▸ **BRIEF**: Reproduce all lines of the listing below in which the word "marking" occurs.

-=-=-

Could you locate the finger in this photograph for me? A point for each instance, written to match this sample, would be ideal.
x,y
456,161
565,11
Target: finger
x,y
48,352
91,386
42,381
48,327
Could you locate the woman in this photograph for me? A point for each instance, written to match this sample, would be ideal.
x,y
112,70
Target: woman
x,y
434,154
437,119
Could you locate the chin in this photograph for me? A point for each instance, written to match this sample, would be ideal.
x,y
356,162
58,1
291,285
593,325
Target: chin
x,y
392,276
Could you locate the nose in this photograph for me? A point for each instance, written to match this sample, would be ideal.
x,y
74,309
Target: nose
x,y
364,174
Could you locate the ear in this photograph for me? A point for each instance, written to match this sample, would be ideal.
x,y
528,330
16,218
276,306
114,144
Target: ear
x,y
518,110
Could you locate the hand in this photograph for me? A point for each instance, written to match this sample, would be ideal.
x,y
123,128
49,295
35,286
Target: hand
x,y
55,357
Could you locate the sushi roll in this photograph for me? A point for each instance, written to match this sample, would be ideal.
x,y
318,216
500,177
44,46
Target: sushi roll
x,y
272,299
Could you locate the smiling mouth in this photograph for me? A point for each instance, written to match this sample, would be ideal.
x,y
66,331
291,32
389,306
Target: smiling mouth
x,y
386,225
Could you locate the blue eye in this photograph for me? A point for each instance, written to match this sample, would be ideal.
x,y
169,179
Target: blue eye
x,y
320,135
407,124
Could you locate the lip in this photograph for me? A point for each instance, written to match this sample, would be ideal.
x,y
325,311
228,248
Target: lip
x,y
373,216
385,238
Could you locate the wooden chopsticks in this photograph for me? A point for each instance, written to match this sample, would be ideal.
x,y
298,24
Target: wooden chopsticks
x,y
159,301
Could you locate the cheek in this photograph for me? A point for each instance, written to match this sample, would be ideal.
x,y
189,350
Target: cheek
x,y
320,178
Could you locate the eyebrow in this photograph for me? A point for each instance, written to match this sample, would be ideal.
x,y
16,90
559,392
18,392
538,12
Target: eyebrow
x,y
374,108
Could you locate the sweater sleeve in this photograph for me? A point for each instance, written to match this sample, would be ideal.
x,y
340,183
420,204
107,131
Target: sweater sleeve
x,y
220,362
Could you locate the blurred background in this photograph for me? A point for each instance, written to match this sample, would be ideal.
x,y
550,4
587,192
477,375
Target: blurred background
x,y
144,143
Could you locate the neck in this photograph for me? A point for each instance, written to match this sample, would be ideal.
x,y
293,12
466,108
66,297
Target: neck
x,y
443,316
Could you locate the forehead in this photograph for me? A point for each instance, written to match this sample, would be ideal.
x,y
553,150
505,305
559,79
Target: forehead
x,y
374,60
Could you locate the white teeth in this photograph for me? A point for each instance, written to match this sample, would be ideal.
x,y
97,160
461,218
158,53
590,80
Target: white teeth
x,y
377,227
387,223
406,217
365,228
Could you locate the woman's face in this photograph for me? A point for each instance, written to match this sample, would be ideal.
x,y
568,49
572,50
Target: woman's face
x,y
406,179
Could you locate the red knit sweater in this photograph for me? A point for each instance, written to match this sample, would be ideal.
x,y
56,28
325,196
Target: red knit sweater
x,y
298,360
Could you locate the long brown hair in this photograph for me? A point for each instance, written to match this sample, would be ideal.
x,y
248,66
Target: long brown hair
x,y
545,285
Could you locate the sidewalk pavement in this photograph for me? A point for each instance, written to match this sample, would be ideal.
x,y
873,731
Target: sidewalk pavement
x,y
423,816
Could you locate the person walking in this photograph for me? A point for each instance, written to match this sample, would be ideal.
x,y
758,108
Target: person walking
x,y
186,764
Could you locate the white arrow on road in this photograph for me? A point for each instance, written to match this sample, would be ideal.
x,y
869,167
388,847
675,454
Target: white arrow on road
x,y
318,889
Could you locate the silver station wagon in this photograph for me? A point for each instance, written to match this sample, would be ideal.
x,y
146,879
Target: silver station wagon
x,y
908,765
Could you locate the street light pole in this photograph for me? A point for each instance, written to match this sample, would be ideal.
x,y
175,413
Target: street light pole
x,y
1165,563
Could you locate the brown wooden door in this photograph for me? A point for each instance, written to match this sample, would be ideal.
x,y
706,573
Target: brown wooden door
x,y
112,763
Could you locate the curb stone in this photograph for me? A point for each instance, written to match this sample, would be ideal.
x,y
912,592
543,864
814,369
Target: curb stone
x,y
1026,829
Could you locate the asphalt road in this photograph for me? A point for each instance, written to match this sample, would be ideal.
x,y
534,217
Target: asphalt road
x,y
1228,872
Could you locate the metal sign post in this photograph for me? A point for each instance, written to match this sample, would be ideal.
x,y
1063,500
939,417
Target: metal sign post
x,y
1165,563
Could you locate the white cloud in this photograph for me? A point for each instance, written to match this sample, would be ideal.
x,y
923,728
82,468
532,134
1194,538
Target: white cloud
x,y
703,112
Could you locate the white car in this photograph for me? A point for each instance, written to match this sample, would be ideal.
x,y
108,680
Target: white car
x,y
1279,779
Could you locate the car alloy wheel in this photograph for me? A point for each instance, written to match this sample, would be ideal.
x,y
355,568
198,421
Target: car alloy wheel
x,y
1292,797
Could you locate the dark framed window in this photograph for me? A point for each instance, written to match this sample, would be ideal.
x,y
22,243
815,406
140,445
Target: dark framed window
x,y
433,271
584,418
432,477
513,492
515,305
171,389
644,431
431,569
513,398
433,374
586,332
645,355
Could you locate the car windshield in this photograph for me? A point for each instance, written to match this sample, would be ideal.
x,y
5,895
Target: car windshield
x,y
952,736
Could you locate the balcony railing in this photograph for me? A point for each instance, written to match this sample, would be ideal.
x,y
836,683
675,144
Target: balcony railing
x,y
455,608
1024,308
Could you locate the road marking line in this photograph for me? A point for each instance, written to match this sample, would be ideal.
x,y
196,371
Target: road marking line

-=-=-

▸ **OUTPUT FOR THIS EXERCISE**:
Could you locate the road marking line in this photograph for me? A point for each instance, written to match this sample, would be ideal.
Target: road marking line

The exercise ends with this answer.